● **Text to read**:
»»

Chapter 12:
National education
The good effects of private education will always be very limited; the parent who really puts his own hand to the plough will always be somewhat disappointed until education becomes a grand national concern. A man can’t retire into a desert with his child; and if he did, he couldn’t bring himself back to childhood and become the proper friend and playmate of an infant or youth. When children are confined to the society of men and women, they soon acquire a kind of premature manhood that stops the growth of every vigorous power of mind or body. In order to develop their faculties they should be stimulated to think for themselves; and this can be done only by mixing a number of children together and making them jointly pursue the same objects.
[MW continues with this theme. •If children are to be openly inquiring they need time with their peers rather than with parents who stand—however wisely—in authority over them. •There are affections amongst children that are unlike the affection a child may have for his parents, and a child needs practice in the former, because ‘in youth the seeds of every affection should be sown’. •A frank openness of speech and feeling is possible between child and child but not between child and parent; and this matters because it ‘first opens the heart to friendship and confidence’ and leads on to ‘more expansive benevolence’. •A little further down she levels a further charge against home-schooling: it leads to the children’s acquiring ‘too high an opinion of their own importance’, to their ‘being allowed to tyrannize over servants’, and to their becoming ‘vain and effeminate’ because they are treated like men when they are still boys’.

««

● **Dataset excerpt**:
»»

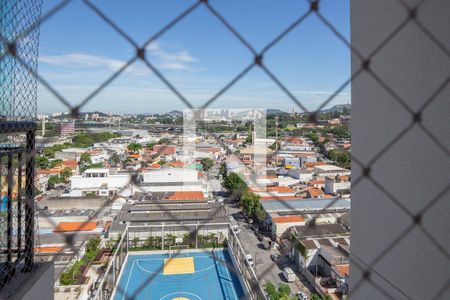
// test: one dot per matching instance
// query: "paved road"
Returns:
(266, 269)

««

Please answer these questions using the passage on national education above.
(a) What do children acquire when they are confined to the society of men and women?
(b) How can children be stimulated to think for themselves?
(c) What does frank openness between child and child first open the heart to?

● **Answer to the problem**:
(a) A kind of premature manhood that stops the growth of every vigorous power of mind or body.
(b) By mixing a number of children together and making them jointly pursue the same objects.
(c) Friendship and confidence.